◆ **ACTIVITY 1**
Drawing on the feature request, explain why the author considers rg.FeedbackDataset.for_direct_preference_optimization inadequate for setting up a preference dataset.
◆ **ACTIVITY 2**
Reproduce the passage of the feature request starting at "4.04k stars 381" and ending at "the ranking question.", substituting "presentation" for "demo".
◆ **ACTIVITY 3**
List every username of an individual person that appears in the feature request.

◆ **SELECTED PASSAGE**
━━━━━━━━━━
[FEATURE] Create a task template for Preference Data Collection

argilla-io / argilla

Argilla is a collaboration tool for AI engineers and domain experts to build high-quality datasets

https://docs.argilla.io

Apache License 2.0

4.04k stars 381 forks source link

[FEATURE] Create a task template for Preference Data Collection #4024

Closed dvsrepo closed 1 year ago

dvsrepo commented 1 year ago

Is your feature request related to a problem? Please describe. Hi! @kursathalat and @davidberenstein1957 doing a demo today, I've realized we don't have simple way to setup a preference dataset, besides the rg.FeedbackDataset.for_direct_preference_optimization which in my opinion is too "narrow" (e.g., you could use this for a reward model trainer or for llm evaluation) and doesn't use the ranking question.

I understand that we have task-focused templates but I'd like to have more general-purpose datasets too (we will discuss how as we go), but in this specific case suggest creating something like:

Describe the solution you'd like

# not the best name but we can brainstorm
ds = rg.FeedbackDataset.for_preference_collection(
   num_responses=3, # default is 2 
   ... # the rest can be the same as dpo
)
━━━━━━━━━━
◆ **STORED DATA**
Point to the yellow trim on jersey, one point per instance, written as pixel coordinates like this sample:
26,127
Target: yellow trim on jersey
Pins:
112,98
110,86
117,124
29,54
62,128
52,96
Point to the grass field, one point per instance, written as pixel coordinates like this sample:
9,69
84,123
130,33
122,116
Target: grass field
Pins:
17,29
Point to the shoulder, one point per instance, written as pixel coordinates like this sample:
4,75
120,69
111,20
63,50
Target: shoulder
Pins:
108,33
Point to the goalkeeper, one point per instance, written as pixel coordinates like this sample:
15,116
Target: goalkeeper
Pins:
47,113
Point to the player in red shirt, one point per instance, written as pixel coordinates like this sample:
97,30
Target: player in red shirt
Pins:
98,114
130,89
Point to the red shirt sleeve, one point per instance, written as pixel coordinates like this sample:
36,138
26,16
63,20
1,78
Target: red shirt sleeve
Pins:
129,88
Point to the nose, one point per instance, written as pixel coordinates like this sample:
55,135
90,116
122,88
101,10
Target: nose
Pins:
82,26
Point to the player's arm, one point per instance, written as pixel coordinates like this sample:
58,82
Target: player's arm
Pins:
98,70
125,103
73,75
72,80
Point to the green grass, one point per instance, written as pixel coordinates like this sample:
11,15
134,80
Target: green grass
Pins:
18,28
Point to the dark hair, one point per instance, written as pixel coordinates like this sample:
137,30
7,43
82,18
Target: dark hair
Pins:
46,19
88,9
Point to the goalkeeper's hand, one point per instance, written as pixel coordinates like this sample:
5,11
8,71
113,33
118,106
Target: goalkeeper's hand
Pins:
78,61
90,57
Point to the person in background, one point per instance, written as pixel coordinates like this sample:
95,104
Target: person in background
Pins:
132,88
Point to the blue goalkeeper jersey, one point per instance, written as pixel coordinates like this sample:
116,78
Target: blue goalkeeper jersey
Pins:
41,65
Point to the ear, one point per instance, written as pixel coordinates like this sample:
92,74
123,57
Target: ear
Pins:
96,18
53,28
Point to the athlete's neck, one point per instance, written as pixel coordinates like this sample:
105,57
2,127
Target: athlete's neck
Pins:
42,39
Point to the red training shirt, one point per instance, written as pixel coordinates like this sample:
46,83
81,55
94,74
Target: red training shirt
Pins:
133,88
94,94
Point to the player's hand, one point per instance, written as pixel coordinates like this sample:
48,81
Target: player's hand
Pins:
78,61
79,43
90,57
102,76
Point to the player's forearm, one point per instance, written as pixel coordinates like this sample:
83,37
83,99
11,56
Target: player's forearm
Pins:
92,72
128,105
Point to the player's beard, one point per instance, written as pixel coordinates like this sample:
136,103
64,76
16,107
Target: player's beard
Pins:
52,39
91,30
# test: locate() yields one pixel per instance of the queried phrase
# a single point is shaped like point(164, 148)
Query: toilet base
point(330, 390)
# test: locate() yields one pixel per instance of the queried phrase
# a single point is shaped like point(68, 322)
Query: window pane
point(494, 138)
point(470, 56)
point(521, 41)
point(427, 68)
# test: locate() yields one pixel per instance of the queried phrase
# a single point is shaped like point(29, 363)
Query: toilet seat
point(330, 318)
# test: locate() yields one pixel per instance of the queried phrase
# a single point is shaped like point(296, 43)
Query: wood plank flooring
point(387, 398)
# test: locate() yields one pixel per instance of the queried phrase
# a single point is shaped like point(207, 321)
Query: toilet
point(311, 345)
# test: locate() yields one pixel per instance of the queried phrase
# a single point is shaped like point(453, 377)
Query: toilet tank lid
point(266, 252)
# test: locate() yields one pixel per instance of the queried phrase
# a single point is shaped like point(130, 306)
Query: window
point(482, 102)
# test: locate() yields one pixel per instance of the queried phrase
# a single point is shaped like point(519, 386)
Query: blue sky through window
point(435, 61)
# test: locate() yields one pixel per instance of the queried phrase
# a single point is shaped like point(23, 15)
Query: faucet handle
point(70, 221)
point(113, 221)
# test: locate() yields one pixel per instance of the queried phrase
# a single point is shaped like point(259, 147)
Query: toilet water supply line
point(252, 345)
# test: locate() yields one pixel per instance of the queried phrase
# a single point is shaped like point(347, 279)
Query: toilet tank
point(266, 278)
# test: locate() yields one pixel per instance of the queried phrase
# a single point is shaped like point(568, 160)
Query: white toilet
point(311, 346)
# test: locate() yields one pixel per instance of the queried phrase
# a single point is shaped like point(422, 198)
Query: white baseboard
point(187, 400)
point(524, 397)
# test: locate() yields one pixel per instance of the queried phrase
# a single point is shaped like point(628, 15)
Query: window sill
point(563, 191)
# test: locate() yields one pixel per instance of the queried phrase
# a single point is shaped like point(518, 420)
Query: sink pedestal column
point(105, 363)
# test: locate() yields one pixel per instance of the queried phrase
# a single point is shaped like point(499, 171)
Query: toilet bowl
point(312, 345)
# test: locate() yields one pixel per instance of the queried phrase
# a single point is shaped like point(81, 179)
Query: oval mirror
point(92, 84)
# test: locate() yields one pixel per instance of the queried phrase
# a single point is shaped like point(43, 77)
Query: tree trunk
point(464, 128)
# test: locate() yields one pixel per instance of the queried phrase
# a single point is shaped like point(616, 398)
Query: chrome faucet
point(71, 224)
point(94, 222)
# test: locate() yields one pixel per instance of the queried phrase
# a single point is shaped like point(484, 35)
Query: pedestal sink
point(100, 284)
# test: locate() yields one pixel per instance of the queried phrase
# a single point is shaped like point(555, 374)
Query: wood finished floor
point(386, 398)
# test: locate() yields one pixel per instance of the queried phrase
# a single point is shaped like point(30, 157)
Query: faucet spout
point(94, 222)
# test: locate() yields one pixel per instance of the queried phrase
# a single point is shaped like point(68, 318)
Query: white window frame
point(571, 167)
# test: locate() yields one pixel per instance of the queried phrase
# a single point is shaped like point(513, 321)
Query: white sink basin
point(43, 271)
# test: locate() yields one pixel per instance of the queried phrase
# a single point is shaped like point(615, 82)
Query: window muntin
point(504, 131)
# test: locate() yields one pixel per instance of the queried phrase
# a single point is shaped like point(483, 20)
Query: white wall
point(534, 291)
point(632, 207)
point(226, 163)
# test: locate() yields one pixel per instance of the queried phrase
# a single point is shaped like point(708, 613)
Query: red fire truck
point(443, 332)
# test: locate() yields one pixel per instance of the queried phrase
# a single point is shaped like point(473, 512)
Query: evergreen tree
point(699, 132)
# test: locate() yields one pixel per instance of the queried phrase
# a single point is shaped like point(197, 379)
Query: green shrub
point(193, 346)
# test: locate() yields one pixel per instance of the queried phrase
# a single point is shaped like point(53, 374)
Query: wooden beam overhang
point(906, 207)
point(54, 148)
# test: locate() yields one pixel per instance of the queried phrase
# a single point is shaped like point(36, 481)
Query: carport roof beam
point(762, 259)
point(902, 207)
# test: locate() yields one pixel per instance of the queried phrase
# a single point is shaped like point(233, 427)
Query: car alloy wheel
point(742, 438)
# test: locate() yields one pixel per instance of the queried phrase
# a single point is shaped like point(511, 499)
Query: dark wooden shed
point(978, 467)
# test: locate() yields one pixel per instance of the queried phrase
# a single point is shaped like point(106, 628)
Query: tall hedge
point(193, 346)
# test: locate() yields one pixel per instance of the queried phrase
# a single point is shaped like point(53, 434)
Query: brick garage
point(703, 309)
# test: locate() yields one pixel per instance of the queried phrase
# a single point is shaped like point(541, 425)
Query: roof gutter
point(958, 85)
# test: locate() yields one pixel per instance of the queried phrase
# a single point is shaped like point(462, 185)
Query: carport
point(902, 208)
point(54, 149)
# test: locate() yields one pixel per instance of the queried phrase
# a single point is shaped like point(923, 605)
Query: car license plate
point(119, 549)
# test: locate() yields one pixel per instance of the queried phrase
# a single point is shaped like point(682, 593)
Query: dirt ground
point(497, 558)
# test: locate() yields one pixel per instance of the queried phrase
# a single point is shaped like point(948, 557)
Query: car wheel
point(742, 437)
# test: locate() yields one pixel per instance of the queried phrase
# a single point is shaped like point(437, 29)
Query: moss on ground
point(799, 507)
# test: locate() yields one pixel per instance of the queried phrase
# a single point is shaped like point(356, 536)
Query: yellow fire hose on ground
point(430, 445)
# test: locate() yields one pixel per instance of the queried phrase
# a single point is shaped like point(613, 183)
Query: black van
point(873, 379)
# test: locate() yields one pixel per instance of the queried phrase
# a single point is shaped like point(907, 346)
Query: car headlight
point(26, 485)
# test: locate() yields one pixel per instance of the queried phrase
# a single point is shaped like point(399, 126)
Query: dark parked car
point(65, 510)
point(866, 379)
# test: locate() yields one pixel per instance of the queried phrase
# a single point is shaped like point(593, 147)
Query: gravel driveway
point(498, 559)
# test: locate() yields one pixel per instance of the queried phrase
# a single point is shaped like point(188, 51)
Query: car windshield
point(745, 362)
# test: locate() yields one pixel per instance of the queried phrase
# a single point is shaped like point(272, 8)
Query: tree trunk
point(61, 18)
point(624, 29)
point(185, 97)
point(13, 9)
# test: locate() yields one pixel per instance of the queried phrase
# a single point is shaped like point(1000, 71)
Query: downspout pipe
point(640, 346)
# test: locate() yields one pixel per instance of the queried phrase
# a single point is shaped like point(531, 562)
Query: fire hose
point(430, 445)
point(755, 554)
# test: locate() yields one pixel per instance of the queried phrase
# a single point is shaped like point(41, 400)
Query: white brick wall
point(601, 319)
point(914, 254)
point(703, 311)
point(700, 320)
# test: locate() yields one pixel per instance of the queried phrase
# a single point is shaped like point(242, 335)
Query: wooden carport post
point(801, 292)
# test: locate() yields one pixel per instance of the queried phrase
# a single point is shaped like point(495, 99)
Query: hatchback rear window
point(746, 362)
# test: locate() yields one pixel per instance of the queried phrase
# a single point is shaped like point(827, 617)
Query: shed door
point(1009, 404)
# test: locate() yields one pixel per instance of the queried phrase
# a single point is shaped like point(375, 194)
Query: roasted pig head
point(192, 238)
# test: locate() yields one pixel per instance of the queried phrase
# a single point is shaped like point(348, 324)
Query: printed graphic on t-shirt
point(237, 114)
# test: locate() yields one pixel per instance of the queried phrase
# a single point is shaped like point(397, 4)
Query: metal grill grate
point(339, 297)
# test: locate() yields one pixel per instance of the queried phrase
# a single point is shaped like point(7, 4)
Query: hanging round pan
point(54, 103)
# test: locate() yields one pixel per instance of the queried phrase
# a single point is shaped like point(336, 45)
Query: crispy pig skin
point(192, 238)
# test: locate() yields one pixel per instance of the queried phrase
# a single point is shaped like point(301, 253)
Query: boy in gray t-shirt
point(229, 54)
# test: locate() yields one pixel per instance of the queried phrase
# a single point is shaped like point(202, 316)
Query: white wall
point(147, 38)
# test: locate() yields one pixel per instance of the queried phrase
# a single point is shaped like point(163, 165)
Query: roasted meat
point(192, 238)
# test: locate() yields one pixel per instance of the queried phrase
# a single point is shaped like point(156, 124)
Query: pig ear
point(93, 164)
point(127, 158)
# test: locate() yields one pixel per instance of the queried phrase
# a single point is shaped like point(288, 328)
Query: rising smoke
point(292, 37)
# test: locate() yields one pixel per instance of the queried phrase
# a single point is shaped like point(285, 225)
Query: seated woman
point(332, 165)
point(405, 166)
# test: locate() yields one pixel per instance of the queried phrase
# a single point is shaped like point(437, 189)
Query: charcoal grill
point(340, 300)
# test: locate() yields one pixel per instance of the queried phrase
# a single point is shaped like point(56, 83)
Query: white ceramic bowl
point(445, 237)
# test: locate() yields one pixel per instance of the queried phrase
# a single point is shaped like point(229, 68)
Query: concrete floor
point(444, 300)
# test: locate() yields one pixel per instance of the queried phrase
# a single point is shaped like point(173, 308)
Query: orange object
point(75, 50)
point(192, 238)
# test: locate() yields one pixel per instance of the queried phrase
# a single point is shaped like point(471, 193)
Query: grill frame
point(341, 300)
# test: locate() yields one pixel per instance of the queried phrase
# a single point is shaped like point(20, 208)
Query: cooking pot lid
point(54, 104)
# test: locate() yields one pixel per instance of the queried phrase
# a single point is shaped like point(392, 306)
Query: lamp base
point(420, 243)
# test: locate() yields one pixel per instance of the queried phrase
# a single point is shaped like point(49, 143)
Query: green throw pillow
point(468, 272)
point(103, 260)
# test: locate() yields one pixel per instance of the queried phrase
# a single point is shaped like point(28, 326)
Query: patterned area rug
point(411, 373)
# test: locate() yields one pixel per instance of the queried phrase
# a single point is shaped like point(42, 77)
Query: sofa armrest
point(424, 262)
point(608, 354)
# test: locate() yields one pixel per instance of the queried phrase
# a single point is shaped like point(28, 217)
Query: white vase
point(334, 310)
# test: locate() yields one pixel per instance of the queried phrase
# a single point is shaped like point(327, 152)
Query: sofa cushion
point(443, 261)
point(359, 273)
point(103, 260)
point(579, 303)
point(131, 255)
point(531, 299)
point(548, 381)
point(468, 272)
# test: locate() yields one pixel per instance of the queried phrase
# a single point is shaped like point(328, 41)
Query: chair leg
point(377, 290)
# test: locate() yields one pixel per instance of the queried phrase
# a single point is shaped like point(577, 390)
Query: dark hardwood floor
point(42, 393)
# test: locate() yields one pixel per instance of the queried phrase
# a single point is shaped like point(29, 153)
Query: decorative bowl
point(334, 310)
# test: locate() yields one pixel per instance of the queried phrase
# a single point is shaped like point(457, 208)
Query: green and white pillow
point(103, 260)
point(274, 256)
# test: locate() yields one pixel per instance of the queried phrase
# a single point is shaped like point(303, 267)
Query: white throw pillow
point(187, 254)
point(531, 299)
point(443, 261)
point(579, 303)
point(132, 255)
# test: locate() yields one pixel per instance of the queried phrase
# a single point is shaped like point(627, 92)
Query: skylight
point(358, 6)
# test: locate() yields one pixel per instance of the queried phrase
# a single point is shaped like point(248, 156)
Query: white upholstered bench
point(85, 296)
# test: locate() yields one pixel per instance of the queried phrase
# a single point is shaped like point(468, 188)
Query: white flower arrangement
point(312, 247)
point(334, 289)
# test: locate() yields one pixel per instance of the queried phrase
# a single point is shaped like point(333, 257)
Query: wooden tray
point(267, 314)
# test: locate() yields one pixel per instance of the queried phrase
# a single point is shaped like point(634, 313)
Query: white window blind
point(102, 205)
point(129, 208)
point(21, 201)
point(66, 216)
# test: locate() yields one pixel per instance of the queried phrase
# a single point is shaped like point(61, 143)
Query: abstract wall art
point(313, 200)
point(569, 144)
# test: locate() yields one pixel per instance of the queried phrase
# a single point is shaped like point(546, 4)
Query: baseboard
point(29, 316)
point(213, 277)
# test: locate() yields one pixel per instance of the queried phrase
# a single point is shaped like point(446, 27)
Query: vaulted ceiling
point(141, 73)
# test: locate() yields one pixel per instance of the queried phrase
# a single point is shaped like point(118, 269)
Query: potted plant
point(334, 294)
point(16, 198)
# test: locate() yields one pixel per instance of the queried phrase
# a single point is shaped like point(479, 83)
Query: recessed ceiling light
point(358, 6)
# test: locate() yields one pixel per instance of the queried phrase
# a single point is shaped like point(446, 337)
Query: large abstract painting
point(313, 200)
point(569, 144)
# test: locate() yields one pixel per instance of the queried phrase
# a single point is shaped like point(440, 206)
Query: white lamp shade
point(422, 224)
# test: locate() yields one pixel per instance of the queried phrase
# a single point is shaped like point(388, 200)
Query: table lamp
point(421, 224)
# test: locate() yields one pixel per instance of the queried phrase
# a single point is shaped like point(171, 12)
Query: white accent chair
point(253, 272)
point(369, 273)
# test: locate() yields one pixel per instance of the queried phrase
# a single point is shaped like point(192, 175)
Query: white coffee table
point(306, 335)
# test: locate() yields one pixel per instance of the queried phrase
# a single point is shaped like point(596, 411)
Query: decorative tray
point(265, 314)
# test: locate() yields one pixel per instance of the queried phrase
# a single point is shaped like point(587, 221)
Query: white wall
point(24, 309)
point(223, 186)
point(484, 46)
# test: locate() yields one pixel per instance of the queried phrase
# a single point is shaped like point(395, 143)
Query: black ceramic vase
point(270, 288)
━━━━━━━━━━
◆ **RESULT 1**
The author considers it too narrow, because a preference dataset could also serve other purposes, such as a reward model trainer or LLM evaluation. The author also notes that it does not use the ranking question.

◆ **RESULT 2**
4.04k stars 381 forks source link

[FEATURE] Create a task template for Preference Data Collection #4024

Closed dvsrepo closed 1 year ago

dvsrepo commented 1 year ago

Is your feature request related to a problem? Please describe. Hi! @kursathalat and @davidberenstein1957 doing a presentation today, I've realized we don't have simple way to setup a preference dataset, besides the rg.FeedbackDataset.for_direct_preference_optimization which in my opinion is too "narrow" (e.g., you could use this for a reward model trainer or for llm evaluation) and doesn't use the ranking question.

◆ **RESULT 3**
- dvsrepo
- kursathalat
- davidberenstein1957